What is needed >> Transcribe, leaving out every picture, the lines that run from the start of the listing below through the line with "Find the dark stone".
::::::
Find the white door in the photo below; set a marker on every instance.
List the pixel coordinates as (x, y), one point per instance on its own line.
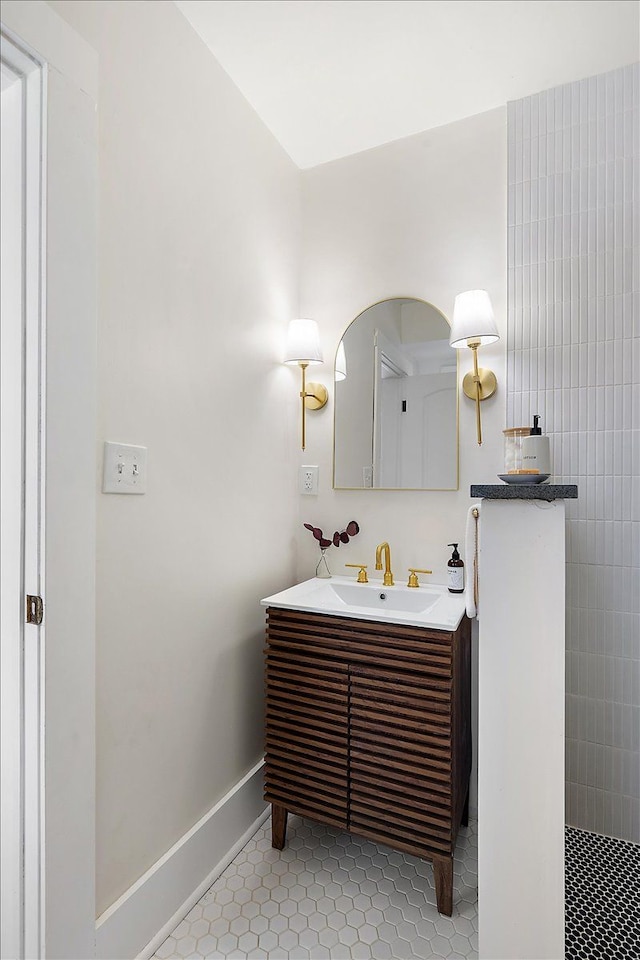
(21, 409)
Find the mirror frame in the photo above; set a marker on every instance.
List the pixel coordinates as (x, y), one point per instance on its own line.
(455, 489)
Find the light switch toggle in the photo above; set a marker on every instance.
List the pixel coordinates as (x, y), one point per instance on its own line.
(125, 468)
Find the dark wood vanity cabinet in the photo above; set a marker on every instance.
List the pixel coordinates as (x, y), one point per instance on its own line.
(368, 728)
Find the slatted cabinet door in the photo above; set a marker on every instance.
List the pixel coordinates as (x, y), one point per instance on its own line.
(400, 760)
(306, 733)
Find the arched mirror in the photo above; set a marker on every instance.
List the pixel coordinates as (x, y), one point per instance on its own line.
(396, 400)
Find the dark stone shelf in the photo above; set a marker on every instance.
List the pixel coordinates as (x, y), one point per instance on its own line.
(525, 491)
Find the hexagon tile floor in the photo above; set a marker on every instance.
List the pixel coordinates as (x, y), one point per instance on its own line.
(330, 895)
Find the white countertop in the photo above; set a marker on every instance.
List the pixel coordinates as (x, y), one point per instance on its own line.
(430, 606)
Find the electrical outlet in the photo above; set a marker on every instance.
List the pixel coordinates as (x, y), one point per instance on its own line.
(308, 480)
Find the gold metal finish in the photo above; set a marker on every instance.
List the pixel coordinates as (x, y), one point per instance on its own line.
(387, 580)
(413, 579)
(35, 609)
(316, 396)
(313, 398)
(362, 575)
(479, 385)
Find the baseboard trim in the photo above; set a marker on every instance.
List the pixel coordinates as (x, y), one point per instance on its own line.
(144, 916)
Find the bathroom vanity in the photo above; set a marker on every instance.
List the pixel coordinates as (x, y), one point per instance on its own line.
(368, 723)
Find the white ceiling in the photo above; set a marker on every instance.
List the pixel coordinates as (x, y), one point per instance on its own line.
(333, 77)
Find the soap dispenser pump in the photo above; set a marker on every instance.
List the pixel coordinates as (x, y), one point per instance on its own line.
(535, 449)
(455, 571)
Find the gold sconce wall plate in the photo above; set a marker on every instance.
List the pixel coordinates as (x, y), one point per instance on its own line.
(487, 381)
(316, 396)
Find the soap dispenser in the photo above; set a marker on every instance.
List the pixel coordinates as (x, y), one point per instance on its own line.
(455, 570)
(535, 450)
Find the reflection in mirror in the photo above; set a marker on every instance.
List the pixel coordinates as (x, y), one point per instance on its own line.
(396, 400)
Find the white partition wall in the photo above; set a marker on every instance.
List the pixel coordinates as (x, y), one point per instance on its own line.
(521, 730)
(573, 357)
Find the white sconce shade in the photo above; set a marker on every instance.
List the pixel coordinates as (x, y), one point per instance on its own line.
(303, 342)
(473, 319)
(303, 347)
(341, 363)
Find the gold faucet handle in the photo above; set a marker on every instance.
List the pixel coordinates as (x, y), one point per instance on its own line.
(413, 579)
(362, 568)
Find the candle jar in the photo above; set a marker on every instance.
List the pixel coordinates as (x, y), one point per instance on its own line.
(513, 462)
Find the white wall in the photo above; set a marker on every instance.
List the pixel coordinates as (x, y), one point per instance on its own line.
(574, 358)
(199, 235)
(70, 150)
(422, 217)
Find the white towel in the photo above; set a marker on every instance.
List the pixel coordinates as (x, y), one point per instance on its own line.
(471, 546)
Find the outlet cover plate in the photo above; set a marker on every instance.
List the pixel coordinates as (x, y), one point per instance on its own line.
(125, 468)
(308, 480)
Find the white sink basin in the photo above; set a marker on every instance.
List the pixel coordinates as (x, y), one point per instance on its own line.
(430, 606)
(405, 600)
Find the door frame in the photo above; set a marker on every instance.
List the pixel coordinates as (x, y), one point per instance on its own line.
(26, 721)
(69, 293)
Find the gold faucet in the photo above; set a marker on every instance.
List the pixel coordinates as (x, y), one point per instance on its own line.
(388, 576)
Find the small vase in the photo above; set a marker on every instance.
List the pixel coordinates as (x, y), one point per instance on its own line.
(322, 568)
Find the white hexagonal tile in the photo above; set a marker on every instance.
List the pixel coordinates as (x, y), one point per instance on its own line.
(278, 924)
(231, 911)
(218, 928)
(308, 938)
(288, 908)
(259, 925)
(440, 947)
(368, 933)
(250, 909)
(381, 950)
(199, 928)
(207, 944)
(348, 936)
(317, 921)
(270, 909)
(268, 941)
(328, 937)
(239, 926)
(288, 940)
(167, 949)
(247, 943)
(227, 943)
(185, 946)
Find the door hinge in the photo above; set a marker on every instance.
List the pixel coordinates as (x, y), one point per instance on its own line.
(35, 609)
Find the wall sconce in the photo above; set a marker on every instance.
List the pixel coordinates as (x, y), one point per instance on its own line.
(474, 324)
(303, 348)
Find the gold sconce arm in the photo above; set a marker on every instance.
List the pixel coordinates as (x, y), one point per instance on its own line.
(313, 396)
(479, 385)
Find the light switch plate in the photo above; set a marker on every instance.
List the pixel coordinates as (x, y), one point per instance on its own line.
(125, 468)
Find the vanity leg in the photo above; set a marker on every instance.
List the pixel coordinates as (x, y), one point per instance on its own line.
(278, 826)
(465, 812)
(443, 876)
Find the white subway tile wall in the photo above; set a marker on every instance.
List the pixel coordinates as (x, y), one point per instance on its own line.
(573, 356)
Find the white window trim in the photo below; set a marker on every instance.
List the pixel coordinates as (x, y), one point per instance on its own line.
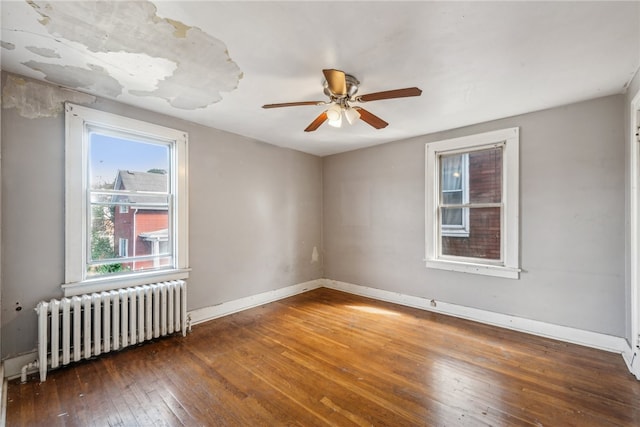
(77, 119)
(508, 267)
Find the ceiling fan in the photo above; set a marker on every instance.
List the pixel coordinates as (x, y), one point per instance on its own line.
(341, 88)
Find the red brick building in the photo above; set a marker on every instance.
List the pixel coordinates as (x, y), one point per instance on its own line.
(484, 185)
(141, 225)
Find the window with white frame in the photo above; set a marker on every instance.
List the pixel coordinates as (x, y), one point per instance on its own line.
(454, 178)
(472, 204)
(126, 185)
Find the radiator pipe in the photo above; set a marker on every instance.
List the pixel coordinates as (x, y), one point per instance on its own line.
(23, 371)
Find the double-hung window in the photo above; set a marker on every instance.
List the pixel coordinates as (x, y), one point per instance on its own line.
(472, 204)
(125, 202)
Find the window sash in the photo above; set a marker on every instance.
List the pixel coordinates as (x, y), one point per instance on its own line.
(79, 122)
(508, 265)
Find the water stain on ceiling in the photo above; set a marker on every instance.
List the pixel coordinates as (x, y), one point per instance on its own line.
(178, 63)
(33, 99)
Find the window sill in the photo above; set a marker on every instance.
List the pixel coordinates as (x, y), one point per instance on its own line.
(125, 281)
(483, 269)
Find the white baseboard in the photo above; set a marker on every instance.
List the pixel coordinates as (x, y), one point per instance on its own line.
(3, 397)
(631, 357)
(213, 312)
(534, 327)
(13, 366)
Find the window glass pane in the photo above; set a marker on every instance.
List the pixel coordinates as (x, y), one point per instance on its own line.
(129, 193)
(485, 176)
(109, 154)
(451, 172)
(452, 198)
(452, 216)
(483, 240)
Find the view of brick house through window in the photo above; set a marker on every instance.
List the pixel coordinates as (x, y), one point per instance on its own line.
(470, 208)
(130, 203)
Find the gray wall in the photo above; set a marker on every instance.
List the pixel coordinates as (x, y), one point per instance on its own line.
(571, 231)
(632, 90)
(254, 216)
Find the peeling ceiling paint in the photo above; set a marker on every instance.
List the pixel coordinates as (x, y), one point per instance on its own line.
::::::
Answer space >>
Find the white door in the photo below; set a marker on every instance.
List the pixel coordinates as (x, y), one point per instance on its own line.
(21, 409)
Find the mirror frame in the photo above; set a marker on every instance.
List the pixel coordinates as (x, y), one point per instance on its own line.
(455, 489)
Find the light switch toggle in the photo above; set a marker on every instance.
List the pixel coordinates as (x, y), one point per instance on its own line.
(125, 468)
Find the dark wood vanity cabinet in the photo above; set a marker on every instance.
List the pixel coordinates as (x, y), one point per instance on its own line.
(368, 728)
Find the slatted cabinet door in the photo above; set a marker on every instance.
List the pixel coordinates as (x, y), one point per instance on its own line.
(400, 760)
(306, 733)
Find the arched mirror in the photo above; set a marker on every instance.
List the pixel coordinates as (x, y), one point per instance on its own line.
(396, 400)
Find the dark stone shelf in the photo above; set a marker on every instance.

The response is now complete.